%%

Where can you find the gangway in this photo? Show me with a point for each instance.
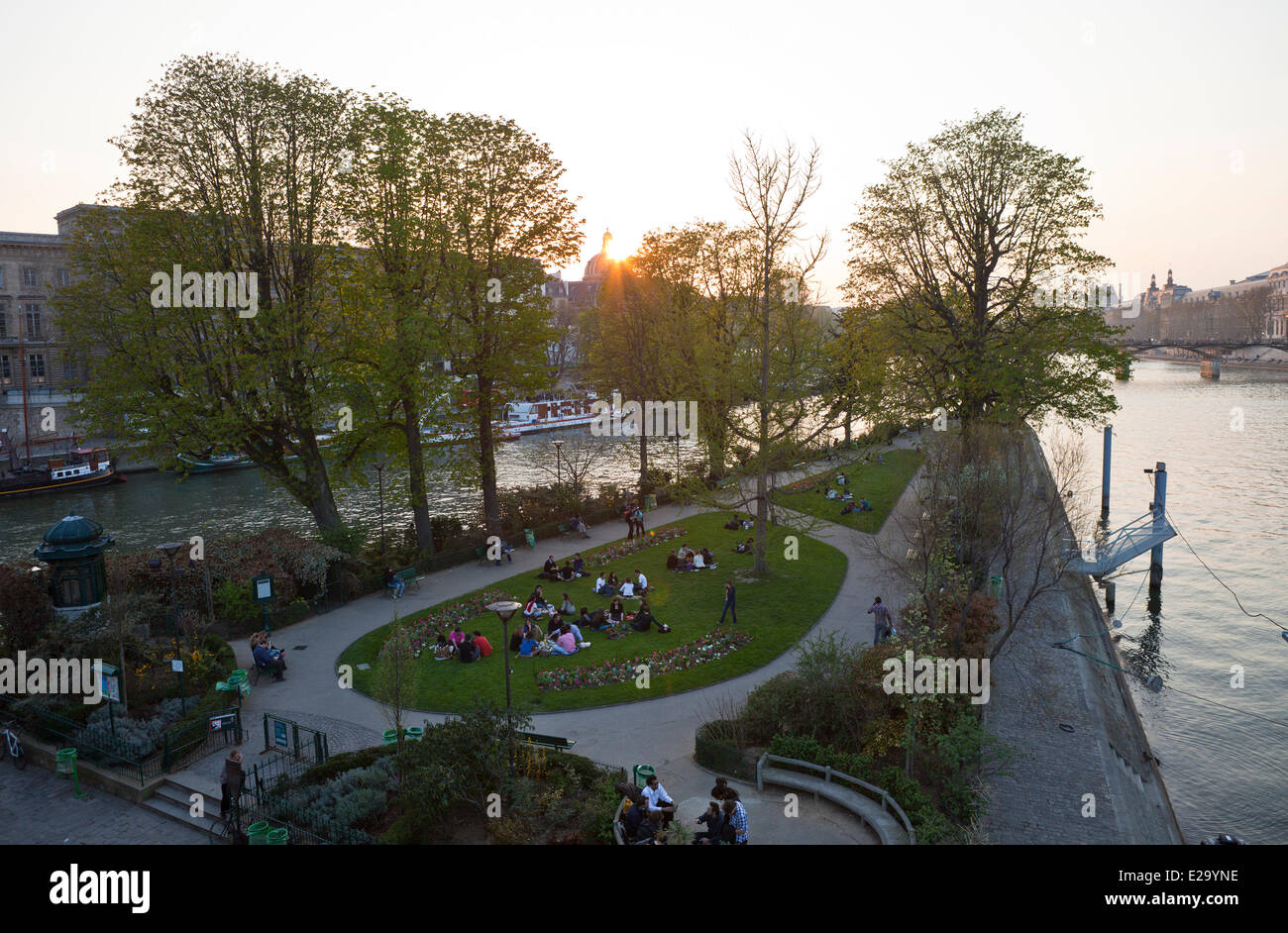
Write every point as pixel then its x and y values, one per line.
pixel 1129 541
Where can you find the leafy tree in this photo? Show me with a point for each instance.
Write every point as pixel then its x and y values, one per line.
pixel 231 168
pixel 965 262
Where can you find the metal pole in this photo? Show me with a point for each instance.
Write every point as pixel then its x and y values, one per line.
pixel 1159 508
pixel 1104 471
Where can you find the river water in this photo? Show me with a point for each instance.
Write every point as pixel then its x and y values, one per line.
pixel 1225 770
pixel 1225 444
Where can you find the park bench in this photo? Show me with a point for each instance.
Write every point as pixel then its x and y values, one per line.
pixel 549 742
pixel 408 576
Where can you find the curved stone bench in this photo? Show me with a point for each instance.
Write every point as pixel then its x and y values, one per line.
pixel 889 828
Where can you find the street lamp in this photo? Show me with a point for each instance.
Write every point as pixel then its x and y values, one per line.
pixel 170 550
pixel 380 475
pixel 505 610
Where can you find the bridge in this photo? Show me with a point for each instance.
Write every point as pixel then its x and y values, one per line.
pixel 1210 349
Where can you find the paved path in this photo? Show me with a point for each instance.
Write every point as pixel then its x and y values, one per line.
pixel 658 732
pixel 39 808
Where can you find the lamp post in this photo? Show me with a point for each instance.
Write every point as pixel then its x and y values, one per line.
pixel 170 550
pixel 505 611
pixel 380 477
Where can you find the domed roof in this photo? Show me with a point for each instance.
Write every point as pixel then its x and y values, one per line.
pixel 599 264
pixel 73 529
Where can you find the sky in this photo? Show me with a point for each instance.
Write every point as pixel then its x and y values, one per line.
pixel 1175 107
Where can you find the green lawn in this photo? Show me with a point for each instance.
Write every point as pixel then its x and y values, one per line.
pixel 777 611
pixel 879 484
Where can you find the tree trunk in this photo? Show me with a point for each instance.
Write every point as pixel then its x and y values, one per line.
pixel 416 477
pixel 487 459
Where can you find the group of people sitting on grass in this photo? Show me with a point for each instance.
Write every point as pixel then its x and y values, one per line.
pixel 464 646
pixel 568 571
pixel 687 559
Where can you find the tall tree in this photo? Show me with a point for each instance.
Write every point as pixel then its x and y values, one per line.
pixel 956 255
pixel 500 220
pixel 231 170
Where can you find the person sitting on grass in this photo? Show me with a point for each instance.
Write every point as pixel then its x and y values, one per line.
pixel 443 650
pixel 713 820
pixel 394 581
pixel 644 619
pixel 468 652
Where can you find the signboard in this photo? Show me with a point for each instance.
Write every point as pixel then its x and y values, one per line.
pixel 108 675
pixel 262 588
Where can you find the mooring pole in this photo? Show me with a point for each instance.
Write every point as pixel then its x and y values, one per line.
pixel 1159 508
pixel 1104 471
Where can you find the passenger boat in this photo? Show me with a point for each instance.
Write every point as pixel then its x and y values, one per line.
pixel 80 468
pixel 214 463
pixel 552 415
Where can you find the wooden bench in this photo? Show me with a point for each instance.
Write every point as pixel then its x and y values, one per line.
pixel 889 829
pixel 410 579
pixel 549 742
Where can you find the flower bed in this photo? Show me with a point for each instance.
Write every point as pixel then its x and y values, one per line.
pixel 613 553
pixel 424 632
pixel 709 648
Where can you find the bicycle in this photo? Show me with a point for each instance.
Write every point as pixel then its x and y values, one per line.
pixel 12 747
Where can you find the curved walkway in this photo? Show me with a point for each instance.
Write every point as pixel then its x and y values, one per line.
pixel 658 732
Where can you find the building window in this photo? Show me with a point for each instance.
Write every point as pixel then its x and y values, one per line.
pixel 31 319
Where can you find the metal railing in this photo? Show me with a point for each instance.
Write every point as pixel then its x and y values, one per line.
pixel 828 775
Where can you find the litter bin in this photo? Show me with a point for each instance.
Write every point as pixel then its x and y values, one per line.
pixel 65 764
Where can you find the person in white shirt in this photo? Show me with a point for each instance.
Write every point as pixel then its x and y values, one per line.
pixel 658 799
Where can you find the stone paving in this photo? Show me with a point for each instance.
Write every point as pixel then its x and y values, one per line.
pixel 39 808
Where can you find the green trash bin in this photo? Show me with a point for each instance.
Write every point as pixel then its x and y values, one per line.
pixel 65 762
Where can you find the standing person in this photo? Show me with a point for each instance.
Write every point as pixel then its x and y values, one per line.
pixel 881 623
pixel 729 604
pixel 735 820
pixel 230 782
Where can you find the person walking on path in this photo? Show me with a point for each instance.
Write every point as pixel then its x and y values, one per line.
pixel 729 604
pixel 881 627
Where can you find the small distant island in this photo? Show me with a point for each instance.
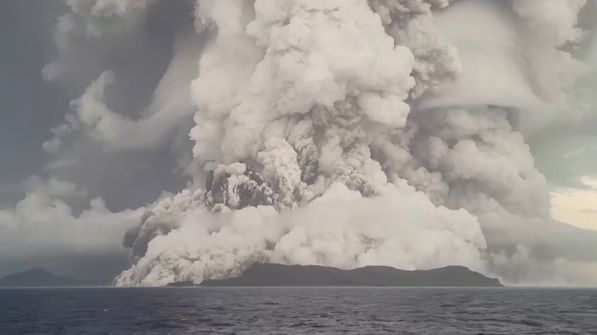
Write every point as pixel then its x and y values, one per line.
pixel 263 275
pixel 38 277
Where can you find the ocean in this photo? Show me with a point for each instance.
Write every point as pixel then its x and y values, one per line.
pixel 298 311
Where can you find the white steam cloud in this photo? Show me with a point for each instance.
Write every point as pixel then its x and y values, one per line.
pixel 341 132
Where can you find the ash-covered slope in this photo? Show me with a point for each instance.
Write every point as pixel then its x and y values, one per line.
pixel 312 275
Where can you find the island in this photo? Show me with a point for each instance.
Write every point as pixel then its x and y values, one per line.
pixel 38 277
pixel 265 275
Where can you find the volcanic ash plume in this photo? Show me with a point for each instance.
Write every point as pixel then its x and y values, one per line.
pixel 345 133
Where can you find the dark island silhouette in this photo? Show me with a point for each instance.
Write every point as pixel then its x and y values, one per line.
pixel 377 276
pixel 38 277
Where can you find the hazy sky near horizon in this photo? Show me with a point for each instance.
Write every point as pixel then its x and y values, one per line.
pixel 30 107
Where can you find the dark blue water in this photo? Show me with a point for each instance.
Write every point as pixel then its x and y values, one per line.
pixel 298 311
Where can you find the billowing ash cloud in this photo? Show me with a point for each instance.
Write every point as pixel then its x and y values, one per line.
pixel 339 132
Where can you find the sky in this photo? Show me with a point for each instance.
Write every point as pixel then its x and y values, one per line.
pixel 138 173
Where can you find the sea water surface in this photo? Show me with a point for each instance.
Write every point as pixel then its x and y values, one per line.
pixel 298 311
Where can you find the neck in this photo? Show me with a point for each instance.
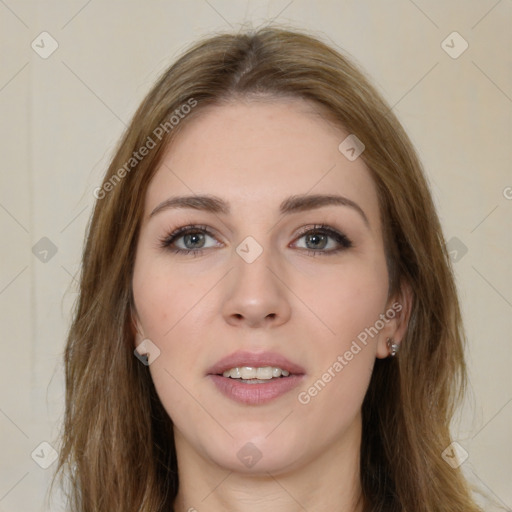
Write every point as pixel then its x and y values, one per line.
pixel 329 481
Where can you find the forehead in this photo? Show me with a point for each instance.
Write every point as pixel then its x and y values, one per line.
pixel 256 153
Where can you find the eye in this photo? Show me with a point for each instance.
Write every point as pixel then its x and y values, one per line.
pixel 193 238
pixel 318 237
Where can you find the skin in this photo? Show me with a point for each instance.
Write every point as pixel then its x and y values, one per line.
pixel 198 309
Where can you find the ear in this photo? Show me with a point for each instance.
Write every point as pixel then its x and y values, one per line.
pixel 136 327
pixel 398 312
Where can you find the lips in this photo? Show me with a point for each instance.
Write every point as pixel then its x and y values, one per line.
pixel 245 358
pixel 257 393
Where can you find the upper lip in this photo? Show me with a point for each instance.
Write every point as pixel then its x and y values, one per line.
pixel 260 359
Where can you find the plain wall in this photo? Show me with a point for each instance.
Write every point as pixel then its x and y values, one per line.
pixel 61 117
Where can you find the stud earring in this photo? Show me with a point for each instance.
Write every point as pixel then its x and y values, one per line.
pixel 393 347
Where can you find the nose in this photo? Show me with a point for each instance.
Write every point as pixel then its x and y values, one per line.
pixel 256 294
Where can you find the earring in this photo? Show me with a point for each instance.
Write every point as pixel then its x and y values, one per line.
pixel 393 347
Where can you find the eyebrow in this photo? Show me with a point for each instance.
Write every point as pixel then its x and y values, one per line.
pixel 292 204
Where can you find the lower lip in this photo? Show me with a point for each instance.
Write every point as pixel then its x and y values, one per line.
pixel 255 394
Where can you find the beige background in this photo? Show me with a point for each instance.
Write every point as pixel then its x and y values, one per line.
pixel 61 117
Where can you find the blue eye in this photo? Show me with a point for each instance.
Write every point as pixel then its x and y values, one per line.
pixel 193 238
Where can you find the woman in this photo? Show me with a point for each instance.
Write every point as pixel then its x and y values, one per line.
pixel 267 316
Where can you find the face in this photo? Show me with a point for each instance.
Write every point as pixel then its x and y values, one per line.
pixel 259 280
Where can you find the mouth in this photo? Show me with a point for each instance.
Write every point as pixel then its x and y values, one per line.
pixel 255 379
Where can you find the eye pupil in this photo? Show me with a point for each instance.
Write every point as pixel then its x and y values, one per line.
pixel 315 238
pixel 194 237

%%

> _What is required_: Respond with only the number of lines in the records that include the word "white".

> _Solution to this exercise_: 2